* [Selected extract]
————————

WHEN looking at the People’s Republic of China celebrating the return of Hong Kong, it is difficult not to remember watching from a hotel room in that former British colony the first results of Scotland’s referendum being announced.
Until my wife and I arrived in Hong Kong on September 19, 2014, we had no idea of the scale of pro-democracy movement, focused particularly on the area around Jubilee. Regardless of which international news programme we watched in our hotel room, we were treated to the sight of thousands of demonstrators waving Saltires as a symbol of their fight for democracy. Needless to say, there was no mention of this in the UK media.
Those Saltires are gone. I recall seeing a picture broadcast by the French of piles of Scottish flags dumped in and around bins. Democracy campaigners just couldn’t understand why anyone given the opportunity to take control of their own affairs — and with not a shot fired in anger — would refuse to embrace the opportunity. Family in Hong Kong would ask us “Why?”. We had no answer.
Reflecting on the results of the UK General Election, the general disdain that even voters who still support the SNP express here in Fife, a conscientious voter cannot escape the sense that a general malaise has descended over politics in both Scotland and across the UK.
The desire for independence has slowed to an apparent halt because that is all the desire for political change in Scotland appears to be about. In times of economic and social upheaval, voters cannot be blamed for hedging their bets against further uncertainty and the potential to be left in even more precarious circumstances. It should be remembered — and appears to have been forgotten — that independence for Scotland is about more than where voters look to see legislation created.

————————

* [Extracted material]
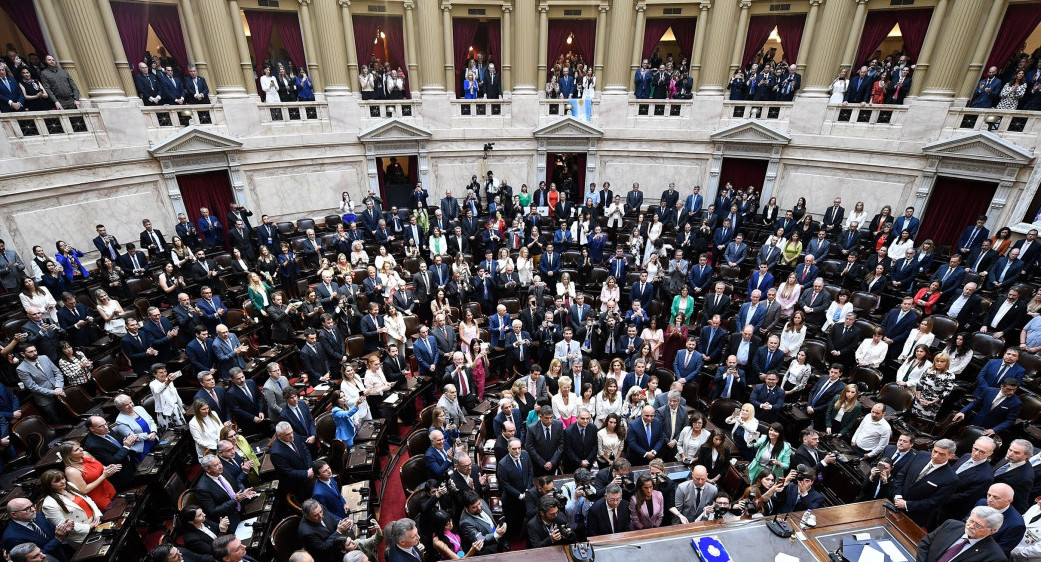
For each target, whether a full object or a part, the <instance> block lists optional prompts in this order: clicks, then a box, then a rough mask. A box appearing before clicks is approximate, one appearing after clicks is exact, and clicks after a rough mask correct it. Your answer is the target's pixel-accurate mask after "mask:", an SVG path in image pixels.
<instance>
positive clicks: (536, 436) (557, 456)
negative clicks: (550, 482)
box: [525, 406, 564, 476]
mask: <svg viewBox="0 0 1041 562" xmlns="http://www.w3.org/2000/svg"><path fill="white" fill-rule="evenodd" d="M525 450H527V452H528V455H530V457H531V463H532V466H533V467H534V469H535V475H538V476H543V475H552V474H554V471H556V469H557V467H558V464H559V462H560V459H561V457H562V456H563V454H564V426H563V424H561V423H560V420H556V419H554V418H553V407H551V406H542V407H541V409H540V410H539V412H538V420H536V422H534V423H532V424H531V425H529V426H528V430H527V432H526V435H525Z"/></svg>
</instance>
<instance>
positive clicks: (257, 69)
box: [243, 9, 275, 76]
mask: <svg viewBox="0 0 1041 562" xmlns="http://www.w3.org/2000/svg"><path fill="white" fill-rule="evenodd" d="M243 14H245V15H246V23H247V24H248V25H249V26H250V42H251V43H252V44H253V56H254V57H255V58H256V60H255V62H256V67H257V68H256V71H257V76H259V75H261V74H263V73H262V72H260V69H261V68H262V67H263V62H264V60H268V50H269V49H270V48H271V31H272V29H274V28H275V12H274V11H262V10H256V9H244V10H243ZM272 62H274V61H272ZM274 74H275V71H274V70H272V75H274Z"/></svg>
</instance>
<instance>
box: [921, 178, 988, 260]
mask: <svg viewBox="0 0 1041 562" xmlns="http://www.w3.org/2000/svg"><path fill="white" fill-rule="evenodd" d="M996 189H997V184H996V183H993V182H986V181H973V180H965V179H957V178H947V177H943V176H940V177H937V178H936V183H935V184H934V185H933V193H932V195H930V197H929V205H928V206H926V207H925V216H924V219H922V221H921V228H920V229H918V235H917V236H916V238H917V239H919V240H924V239H932V240H934V241H935V242H936V244H937V245H940V246H943V245H950V246H954V245H956V244H957V242H958V236H960V235H961V234H962V231H963V230H965V227H966V226H967V225H971V224H973V223H974V222H975V219H976V216H980V215H981V214H986V213H987V207H988V206H990V200H991V199H993V198H994V191H995V190H996Z"/></svg>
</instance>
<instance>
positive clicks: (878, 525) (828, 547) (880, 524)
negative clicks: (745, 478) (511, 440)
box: [496, 500, 924, 562]
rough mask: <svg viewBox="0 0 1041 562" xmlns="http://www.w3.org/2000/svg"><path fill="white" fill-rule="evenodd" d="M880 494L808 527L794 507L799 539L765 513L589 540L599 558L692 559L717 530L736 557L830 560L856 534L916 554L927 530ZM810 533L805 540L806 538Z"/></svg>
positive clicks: (795, 526) (657, 560)
mask: <svg viewBox="0 0 1041 562" xmlns="http://www.w3.org/2000/svg"><path fill="white" fill-rule="evenodd" d="M882 504H883V502H882V501H881V500H879V501H874V502H864V503H860V504H849V505H845V506H836V507H830V508H822V509H818V510H814V512H813V513H814V515H815V516H816V518H817V525H816V527H813V528H808V529H804V528H802V526H801V525H799V522H798V521H799V519H801V518H802V516H803V512H802V511H796V512H792V513H791V514H790V516H789V518H788V521H789V522H790V523H792V527H793V528H794V529H795V530H796V535H801V536H799V537H793V538H794V540H791V539H784V538H781V537H778V536H776V535H773V534H772V533H770V531H769V530H768V529H766V525H765V519H751V518H744V519H727V520H726V521H703V522H695V523H687V525H679V526H672V527H664V528H660V529H651V530H644V531H631V532H629V533H617V534H614V535H603V536H600V537H593V538H592V539H591V540H590V543H591V544H592V545H593V548H594V551H595V554H596V562H617V561H624V562H633V561H634V560H653V561H654V562H674V561H675V562H681V561H682V562H691V561H696V560H697V556H696V555H695V554H694V551H693V548H691V546H690V539H692V538H695V537H702V536H714V537H716V538H718V540H719V541H720V542H721V543H722V544H723V546H726V547H727V551H728V552H729V553H730V556H731V558H732V560H735V561H740V562H772V561H773V559H775V557H776V556H777V554H778V553H785V554H788V555H790V556H794V557H795V558H797V559H798V560H822V561H828V560H829V558H828V553H829V552H834V551H835V550H836V548H837V547H838V546H839V544H840V541H853V540H854V534H858V535H868V536H869V537H870V538H871V539H880V540H884V539H890V540H892V542H893V543H895V545H896V546H897V547H899V548H900V551H902V553H903V554H904V556H905V557H907V559H908V560H914V555H915V551H916V550H917V544H918V542H919V541H920V540H921V539H922V537H923V536H924V533H923V532H922V531H921V529H919V528H918V526H916V525H915V523H914V522H913V521H912V520H911V519H910V518H909V517H907V516H906V515H904V514H903V513H894V512H891V511H888V510H886V509H885V508H883V507H882ZM802 537H805V540H804V539H803V538H802ZM496 558H497V560H507V561H524V560H531V561H539V562H553V561H560V562H570V558H569V557H568V555H567V553H566V548H565V547H563V546H550V547H545V548H532V550H525V551H514V552H511V553H507V554H505V555H498V556H497V557H496Z"/></svg>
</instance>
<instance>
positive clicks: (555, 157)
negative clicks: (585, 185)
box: [545, 152, 586, 206]
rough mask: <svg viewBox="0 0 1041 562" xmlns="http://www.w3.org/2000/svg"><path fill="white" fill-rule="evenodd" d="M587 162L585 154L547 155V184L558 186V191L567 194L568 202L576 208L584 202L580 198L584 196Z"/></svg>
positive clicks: (546, 160)
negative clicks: (551, 184) (569, 202)
mask: <svg viewBox="0 0 1041 562" xmlns="http://www.w3.org/2000/svg"><path fill="white" fill-rule="evenodd" d="M585 162H586V153H584V152H550V153H548V154H547V155H545V182H547V184H548V185H549V184H550V183H556V184H557V190H558V191H561V193H566V194H567V200H568V201H570V202H572V203H574V204H575V205H576V206H580V205H581V204H582V202H581V201H580V200H579V197H580V196H581V195H582V191H583V189H584V188H583V187H582V186H583V185H585Z"/></svg>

————————

* [What to do] From the letter on Hong Kong and Scottish independence, rewrite the passage between "Until my wife" and "the UK media.", inclusive, changing "Saltires" to "Scottish flags".

* [Solution for this task]
Until my wife and I arrived in Hong Kong on September 19, 2014, we had no idea of the scale of pro-democracy movement, focused particularly on the area around Jubilee. Regardless of which international news programme we watched in our hotel room, we were treated to the sight of thousands of demonstrators waving Scottish flags as a symbol of their fight for democracy. Needless to say, there was no mention of this in the UK media.